* EXERCISE DESCRIPTION *
Reproduce the following material verbatim in its entirety, omitting the pictures from your reply.

--- BEGIN SOURCE MATERIAL ---

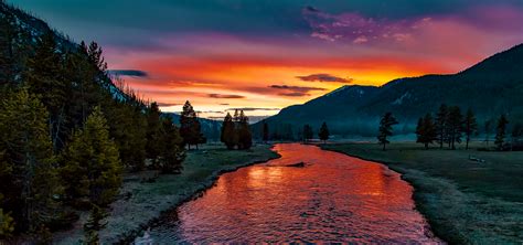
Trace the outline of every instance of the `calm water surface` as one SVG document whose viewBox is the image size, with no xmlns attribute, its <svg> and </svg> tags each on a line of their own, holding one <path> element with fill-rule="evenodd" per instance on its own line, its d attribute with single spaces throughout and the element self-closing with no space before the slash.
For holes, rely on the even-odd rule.
<svg viewBox="0 0 523 245">
<path fill-rule="evenodd" d="M 163 219 L 156 242 L 354 242 L 437 244 L 386 167 L 299 143 L 282 157 L 223 174 L 216 187 Z M 305 168 L 286 167 L 303 161 Z"/>
</svg>

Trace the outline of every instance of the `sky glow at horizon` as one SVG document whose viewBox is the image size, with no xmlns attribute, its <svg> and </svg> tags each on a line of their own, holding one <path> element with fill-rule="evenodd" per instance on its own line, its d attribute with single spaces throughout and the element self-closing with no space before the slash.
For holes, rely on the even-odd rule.
<svg viewBox="0 0 523 245">
<path fill-rule="evenodd" d="M 11 0 L 164 111 L 267 116 L 343 85 L 456 73 L 523 42 L 523 1 Z M 126 75 L 127 74 L 127 75 Z M 256 119 L 256 118 L 253 118 Z"/>
</svg>

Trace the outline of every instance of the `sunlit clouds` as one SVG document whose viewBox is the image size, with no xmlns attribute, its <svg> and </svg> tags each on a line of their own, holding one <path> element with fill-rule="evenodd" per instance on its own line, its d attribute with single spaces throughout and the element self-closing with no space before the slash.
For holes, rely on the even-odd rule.
<svg viewBox="0 0 523 245">
<path fill-rule="evenodd" d="M 116 0 L 98 2 L 107 10 L 97 20 L 86 19 L 90 2 L 17 2 L 75 40 L 98 41 L 114 74 L 162 110 L 189 99 L 209 118 L 271 108 L 248 111 L 263 117 L 343 85 L 456 73 L 523 42 L 523 4 L 511 0 Z"/>
</svg>

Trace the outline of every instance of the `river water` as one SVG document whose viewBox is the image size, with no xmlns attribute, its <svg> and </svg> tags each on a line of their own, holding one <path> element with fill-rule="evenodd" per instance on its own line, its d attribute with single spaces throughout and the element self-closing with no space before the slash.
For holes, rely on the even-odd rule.
<svg viewBox="0 0 523 245">
<path fill-rule="evenodd" d="M 154 242 L 441 243 L 385 166 L 299 143 L 274 150 L 280 159 L 225 173 L 166 215 Z"/>
</svg>

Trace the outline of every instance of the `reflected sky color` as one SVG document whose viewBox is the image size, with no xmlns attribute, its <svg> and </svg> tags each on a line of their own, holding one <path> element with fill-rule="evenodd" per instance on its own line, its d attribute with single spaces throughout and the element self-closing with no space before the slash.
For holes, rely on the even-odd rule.
<svg viewBox="0 0 523 245">
<path fill-rule="evenodd" d="M 386 167 L 299 143 L 220 177 L 152 228 L 157 243 L 439 244 L 413 188 Z M 306 153 L 307 152 L 307 153 Z M 303 161 L 305 168 L 286 167 Z"/>
<path fill-rule="evenodd" d="M 523 42 L 520 0 L 8 2 L 76 41 L 98 41 L 110 68 L 145 72 L 122 77 L 163 110 L 190 99 L 210 118 L 236 107 L 273 115 L 349 84 L 455 73 Z"/>
</svg>

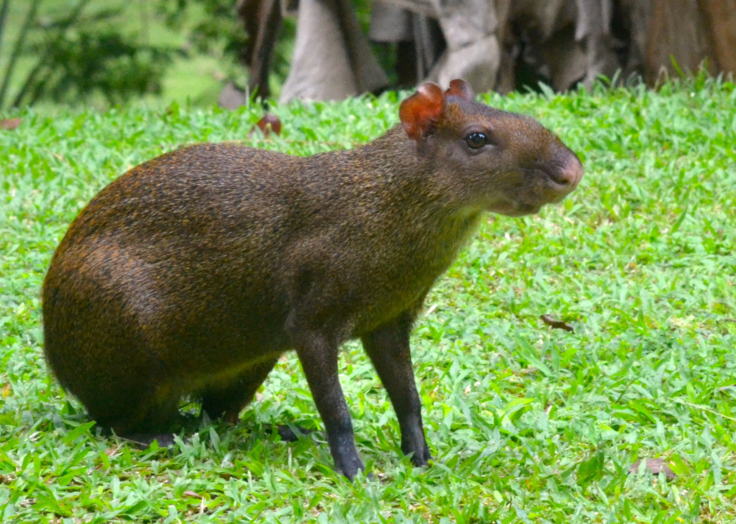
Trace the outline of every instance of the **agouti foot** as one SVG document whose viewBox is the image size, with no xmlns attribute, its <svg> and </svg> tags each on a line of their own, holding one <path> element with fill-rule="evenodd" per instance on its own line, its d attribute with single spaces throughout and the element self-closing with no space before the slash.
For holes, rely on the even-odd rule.
<svg viewBox="0 0 736 524">
<path fill-rule="evenodd" d="M 308 435 L 313 431 L 313 430 L 300 428 L 299 426 L 294 427 L 297 429 L 298 434 L 288 425 L 278 425 L 276 427 L 276 431 L 278 432 L 278 436 L 281 437 L 281 440 L 285 442 L 296 442 L 299 440 L 300 436 Z"/>
<path fill-rule="evenodd" d="M 175 444 L 174 442 L 174 433 L 135 433 L 130 435 L 119 435 L 118 438 L 135 445 L 140 450 L 146 450 L 150 447 L 154 440 L 158 443 L 159 447 L 172 447 Z"/>
</svg>

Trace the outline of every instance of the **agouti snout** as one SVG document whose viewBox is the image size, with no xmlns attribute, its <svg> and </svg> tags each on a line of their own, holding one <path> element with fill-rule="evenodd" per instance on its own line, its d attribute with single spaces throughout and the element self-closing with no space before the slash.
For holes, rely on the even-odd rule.
<svg viewBox="0 0 736 524">
<path fill-rule="evenodd" d="M 200 144 L 115 180 L 70 226 L 43 283 L 46 359 L 118 434 L 167 431 L 180 399 L 236 421 L 295 350 L 336 469 L 363 463 L 338 380 L 360 338 L 401 447 L 431 458 L 409 333 L 484 211 L 518 216 L 572 191 L 577 157 L 534 120 L 425 84 L 401 126 L 308 157 Z"/>
</svg>

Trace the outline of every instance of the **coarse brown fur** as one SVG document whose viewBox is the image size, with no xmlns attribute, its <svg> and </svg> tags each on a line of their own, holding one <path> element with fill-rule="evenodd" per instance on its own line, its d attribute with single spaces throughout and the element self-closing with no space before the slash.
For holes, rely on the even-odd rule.
<svg viewBox="0 0 736 524">
<path fill-rule="evenodd" d="M 361 338 L 403 449 L 426 464 L 408 354 L 425 296 L 484 211 L 535 212 L 579 180 L 549 181 L 579 161 L 535 121 L 445 94 L 416 140 L 397 126 L 308 157 L 203 144 L 113 182 L 70 226 L 43 283 L 59 381 L 99 425 L 153 433 L 188 394 L 237 419 L 296 349 L 336 466 L 352 478 L 362 463 L 336 351 Z M 473 127 L 494 150 L 468 152 Z"/>
</svg>

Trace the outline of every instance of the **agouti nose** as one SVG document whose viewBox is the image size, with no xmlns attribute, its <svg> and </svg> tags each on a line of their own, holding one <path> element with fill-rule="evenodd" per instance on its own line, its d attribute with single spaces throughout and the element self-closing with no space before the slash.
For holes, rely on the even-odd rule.
<svg viewBox="0 0 736 524">
<path fill-rule="evenodd" d="M 578 185 L 583 177 L 583 165 L 580 163 L 578 155 L 572 151 L 565 152 L 562 158 L 555 163 L 553 169 L 547 174 L 556 184 L 565 186 L 565 191 L 571 191 Z"/>
</svg>

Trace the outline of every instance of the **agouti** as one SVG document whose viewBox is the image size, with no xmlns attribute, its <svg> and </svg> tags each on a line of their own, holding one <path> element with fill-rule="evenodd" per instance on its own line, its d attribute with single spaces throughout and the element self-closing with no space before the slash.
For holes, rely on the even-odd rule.
<svg viewBox="0 0 736 524">
<path fill-rule="evenodd" d="M 476 103 L 462 80 L 424 84 L 399 115 L 355 149 L 299 157 L 202 144 L 100 191 L 43 283 L 46 356 L 62 386 L 99 425 L 152 438 L 183 395 L 236 421 L 295 350 L 336 468 L 352 479 L 364 465 L 338 348 L 359 338 L 401 449 L 426 464 L 409 353 L 425 295 L 484 212 L 536 213 L 583 169 L 554 134 Z"/>
</svg>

--- END SOURCE MATERIAL ---

* THE COMPLETED TASK *
Trace the outline of every instance of the `calm water surface` as one SVG document whose viewBox is the image size, with no xmlns attribute, its <svg> and </svg> tags each on a line of their own, holding one <path> element with fill-rule="evenodd" per instance on its own line, its d attribute with single spaces throughout and the element self-closing with no space before the slash.
For holes, rely on the even-odd rule.
<svg viewBox="0 0 523 245">
<path fill-rule="evenodd" d="M 163 219 L 156 242 L 354 242 L 437 244 L 386 167 L 299 143 L 282 157 L 223 174 L 216 187 Z M 305 168 L 286 167 L 303 161 Z"/>
</svg>

Trace the outline of every instance of the `sky glow at horizon` as one SVG document whose viewBox is the image size, with no xmlns attribute, its <svg> and </svg> tags each on a line of their own, holding one <path> element with fill-rule="evenodd" per instance on its own line, its d attribute with single spaces throughout and the element self-closing with no space before the slash.
For holes, rely on the even-odd rule.
<svg viewBox="0 0 523 245">
<path fill-rule="evenodd" d="M 11 0 L 164 111 L 267 116 L 343 85 L 456 73 L 523 42 L 523 1 Z M 126 75 L 127 74 L 127 75 Z M 256 119 L 256 118 L 253 118 Z"/>
</svg>

Trace the outline of every instance of the `sunlit clouds` as one SVG document whose viewBox is the image size, with no xmlns attribute, its <svg> and </svg> tags each on a line of their own, holding one <path> element with fill-rule="evenodd" per instance on its own line, its d attribute with single spaces throughout and the element self-closing with no space before the slash.
For holes, rely on the even-odd rule.
<svg viewBox="0 0 523 245">
<path fill-rule="evenodd" d="M 116 0 L 98 2 L 107 10 L 97 20 L 86 19 L 90 2 L 17 2 L 75 40 L 98 41 L 114 74 L 162 110 L 189 99 L 209 118 L 271 108 L 248 111 L 263 117 L 343 85 L 456 73 L 523 42 L 523 4 L 511 0 Z"/>
</svg>

Trace the outline of every instance of the `river water` as one SVG document whose viewBox is the image size, with no xmlns attribute, its <svg> and </svg> tags each on a line of their own, holding one <path> element with fill-rule="evenodd" per instance on its own line, its d attribute with single spaces throughout and the element self-closing with no space before the slash.
For holes, rely on the even-odd rule.
<svg viewBox="0 0 523 245">
<path fill-rule="evenodd" d="M 154 242 L 441 243 L 385 166 L 299 143 L 274 150 L 280 159 L 225 173 L 166 215 Z"/>
</svg>

Trace the outline of every instance of the `reflected sky color` as one SVG document whose viewBox is the image size, with no xmlns attribute, its <svg> and </svg> tags each on a line of their own, holding one <path> element with fill-rule="evenodd" per instance on its own line, its d attribute with single spaces throughout and the element self-closing with no space before the slash.
For holes, rely on the even-odd rule.
<svg viewBox="0 0 523 245">
<path fill-rule="evenodd" d="M 386 167 L 299 143 L 220 177 L 152 228 L 157 243 L 439 244 L 413 188 Z M 306 153 L 307 152 L 307 153 Z M 303 161 L 305 168 L 286 167 Z"/>
<path fill-rule="evenodd" d="M 523 42 L 520 0 L 8 2 L 76 41 L 98 41 L 110 68 L 145 72 L 122 77 L 163 110 L 190 99 L 210 118 L 236 107 L 273 115 L 349 84 L 455 73 Z"/>
</svg>

Trace the outline of every instance of the **agouti foot** as one SVG document whose viewBox is the image size, with no xmlns attribute, its <svg> and </svg> tags each on a line of their own, holding one <path> element with fill-rule="evenodd" per instance on its own line, its d attribute with single spaces throughout and the element self-closing with no space before the slash.
For holes, rely on the even-odd rule.
<svg viewBox="0 0 736 524">
<path fill-rule="evenodd" d="M 308 435 L 313 431 L 313 430 L 300 428 L 299 426 L 294 427 L 297 429 L 298 434 L 288 425 L 278 425 L 276 427 L 276 431 L 278 432 L 278 436 L 281 437 L 281 440 L 285 442 L 296 442 L 299 440 L 300 436 Z"/>
<path fill-rule="evenodd" d="M 175 444 L 174 442 L 174 433 L 135 433 L 130 435 L 119 435 L 118 438 L 135 445 L 140 450 L 146 450 L 150 447 L 154 440 L 158 443 L 159 447 L 172 447 Z"/>
</svg>

Trace the outline of every instance of the **agouti snout** as one SVG document whose viewBox is the image size, with no xmlns attribute, its <svg> and </svg> tags each on a line of their own, holding one <path> element with fill-rule="evenodd" per instance on its own line, its d attribute with single spaces throughout and the element self-closing with no space before the slash.
For holes, rely on the even-odd rule.
<svg viewBox="0 0 736 524">
<path fill-rule="evenodd" d="M 200 144 L 115 180 L 70 226 L 43 283 L 46 359 L 118 434 L 167 431 L 180 399 L 236 421 L 295 350 L 336 469 L 363 463 L 338 380 L 360 338 L 401 447 L 431 458 L 409 333 L 484 211 L 518 216 L 572 191 L 577 157 L 534 120 L 425 84 L 401 126 L 308 157 Z"/>
</svg>

Trace the outline of every instance of the **coarse brown fur** as one SVG document whose viewBox is the image size, with no xmlns attribute, its <svg> and </svg> tags each on a line of their own, holding one <path> element with fill-rule="evenodd" per instance on its own line, its d attribute with single spaces throughout and the element self-closing with no space before the slash.
For holes, rely on the even-odd rule.
<svg viewBox="0 0 736 524">
<path fill-rule="evenodd" d="M 361 338 L 403 449 L 426 464 L 408 354 L 425 296 L 484 211 L 535 212 L 579 180 L 549 181 L 579 161 L 535 121 L 445 94 L 416 140 L 397 126 L 308 157 L 203 144 L 113 182 L 70 226 L 43 283 L 59 381 L 99 425 L 153 433 L 188 394 L 237 419 L 296 349 L 336 466 L 352 478 L 362 463 L 336 351 Z M 473 127 L 494 150 L 468 152 Z"/>
</svg>

Trace the outline of every instance of the **agouti nose** as one SVG document whose viewBox is the image size, with no xmlns attribute, its <svg> and </svg> tags each on a line of their own, holding one <path> element with fill-rule="evenodd" per instance on its own line, its d attribute with single spaces throughout and the element self-closing with no space before the slash.
For holes, rely on the even-odd rule.
<svg viewBox="0 0 736 524">
<path fill-rule="evenodd" d="M 578 185 L 583 177 L 583 165 L 580 163 L 578 155 L 572 151 L 565 152 L 562 158 L 555 163 L 553 169 L 547 174 L 556 184 L 565 186 L 565 191 L 571 191 Z"/>
</svg>

Trace the outline of every instance of the **agouti** as one SVG document whose viewBox is the image size, with no xmlns attribute, its <svg> and </svg> tags each on a line of their own, holding one <path> element with fill-rule="evenodd" per instance on its own line, its d attribute with single spaces throughout and the element self-closing with no space before the slash.
For holes, rely on the even-odd rule.
<svg viewBox="0 0 736 524">
<path fill-rule="evenodd" d="M 476 103 L 462 80 L 424 84 L 399 115 L 355 149 L 299 157 L 202 144 L 100 191 L 43 283 L 46 356 L 62 386 L 99 425 L 152 438 L 183 395 L 236 421 L 295 350 L 336 468 L 352 479 L 364 465 L 338 348 L 359 338 L 401 449 L 426 464 L 409 353 L 425 295 L 484 212 L 536 213 L 583 169 L 554 134 Z"/>
</svg>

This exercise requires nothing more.